**Exercise prompt**
Each record below is to be output with no change at all.
• • •
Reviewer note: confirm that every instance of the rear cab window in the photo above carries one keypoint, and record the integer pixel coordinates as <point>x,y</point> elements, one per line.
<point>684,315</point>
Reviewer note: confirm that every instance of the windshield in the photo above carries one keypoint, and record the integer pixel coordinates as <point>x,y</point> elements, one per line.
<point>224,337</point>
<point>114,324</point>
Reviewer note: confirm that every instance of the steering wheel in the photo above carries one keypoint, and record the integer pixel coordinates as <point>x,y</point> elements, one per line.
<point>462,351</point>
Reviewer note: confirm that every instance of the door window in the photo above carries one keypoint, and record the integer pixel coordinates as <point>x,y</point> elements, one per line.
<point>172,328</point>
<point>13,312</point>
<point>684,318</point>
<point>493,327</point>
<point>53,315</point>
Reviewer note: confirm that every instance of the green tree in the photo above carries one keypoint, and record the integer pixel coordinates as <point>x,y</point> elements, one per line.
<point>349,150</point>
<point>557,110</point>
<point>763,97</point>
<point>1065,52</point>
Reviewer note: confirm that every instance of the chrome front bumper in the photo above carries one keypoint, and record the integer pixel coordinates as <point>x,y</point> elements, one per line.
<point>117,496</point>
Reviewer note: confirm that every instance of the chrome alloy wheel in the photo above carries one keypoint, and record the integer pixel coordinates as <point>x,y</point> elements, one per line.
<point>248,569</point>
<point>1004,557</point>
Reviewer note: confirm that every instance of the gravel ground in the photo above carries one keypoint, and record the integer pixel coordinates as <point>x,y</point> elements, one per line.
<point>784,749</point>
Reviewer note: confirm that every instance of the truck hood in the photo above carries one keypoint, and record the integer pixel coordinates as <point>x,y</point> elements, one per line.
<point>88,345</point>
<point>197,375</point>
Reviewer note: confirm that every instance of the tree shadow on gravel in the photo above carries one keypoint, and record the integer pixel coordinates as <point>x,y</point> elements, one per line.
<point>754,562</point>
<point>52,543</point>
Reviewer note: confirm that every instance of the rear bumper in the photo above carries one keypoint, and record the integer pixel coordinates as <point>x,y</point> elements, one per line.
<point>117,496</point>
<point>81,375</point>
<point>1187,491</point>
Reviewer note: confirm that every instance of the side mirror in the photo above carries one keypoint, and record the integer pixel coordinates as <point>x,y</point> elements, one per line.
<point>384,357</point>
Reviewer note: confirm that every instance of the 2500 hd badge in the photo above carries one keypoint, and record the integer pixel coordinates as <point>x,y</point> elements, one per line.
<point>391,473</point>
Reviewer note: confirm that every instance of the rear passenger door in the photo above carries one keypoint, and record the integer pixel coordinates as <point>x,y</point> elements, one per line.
• • •
**Solution**
Reviewer note: confirm that every instance of the rear cab window in the photo above carries one keypoint, and record the integer pixel coordinates as <point>x,y</point> elements, one per line.
<point>684,315</point>
Reviewer note: confirm that every instance of the windshield in the photo above carries one keypoint, and record the integer pixel coordinates as <point>x,y</point> elements, one per line.
<point>224,337</point>
<point>114,324</point>
Reviewer note: confirm that every instance of the steering wheel in the photo above carries one keypoint, and record the integer pixel coordinates as <point>x,y</point> elements, one per line.
<point>462,351</point>
Reviewer note: confirm that every instance of the door window in the photo above carries one keypoint, and record the integer pixel coordinates as <point>x,y</point> elements, one per line.
<point>172,328</point>
<point>13,312</point>
<point>684,318</point>
<point>493,327</point>
<point>53,315</point>
Reviewer note: confirm that every instance of the green tree in the photo above carries one keypoint, and record the integer pixel coordinates as <point>x,y</point> elements, one per line.
<point>349,150</point>
<point>557,110</point>
<point>763,97</point>
<point>1065,52</point>
Reviewer note: confirm that every instance of the chrome front bumper in the photo above carries one keypoint, and record the integer pixel coordinates as <point>x,y</point> elements, one per line.
<point>117,496</point>
Reviewer note: confirm that every instance of the chrome alloy wheel in the photo above carries one keypoint, and record the integer pixel coordinates as <point>x,y</point> elements, one per line.
<point>248,569</point>
<point>1004,557</point>
Reviewer note: confirm that every instance of the gravel ground in the photo above carries one keypoint, and record the integer pixel coordinates as <point>x,y</point> elements, one per line.
<point>784,749</point>
Reviewer note: confirm that every instance of the truck hood in the photo above carries one keypoint, and record the integer pixel coordinates as <point>x,y</point> elements, one per line.
<point>88,345</point>
<point>197,375</point>
Reviewer note: confirm that every instance of the tree shadow on gravel in the photo above carries one keypoint, and record the integer pixel coordinates as <point>x,y</point> elements, one per line.
<point>754,562</point>
<point>52,543</point>
Reviewer note: confirm that every instance of the rear bumper in the photo above carries one keypoint, and record the integer pixel coordinates as <point>x,y</point> elements, one per line.
<point>117,496</point>
<point>81,375</point>
<point>1187,491</point>
Reviewer note: confirm that every instance of the side mirror in the photo above carries one keypoint, and record the integer pixel coordinates as <point>x,y</point> elements, one per line.
<point>384,357</point>
Reviewer note: confirm that every instance of the 2500 hd badge in the photo above carries one keypoint, and record the integer pixel coordinates as <point>x,y</point> elements, one per line.
<point>391,473</point>
Reviewer note: confirm that every instance of the rear passenger door in the photo above carries one keypoint, and record the integer pixel coordinates as <point>x,y</point> elements, one per line.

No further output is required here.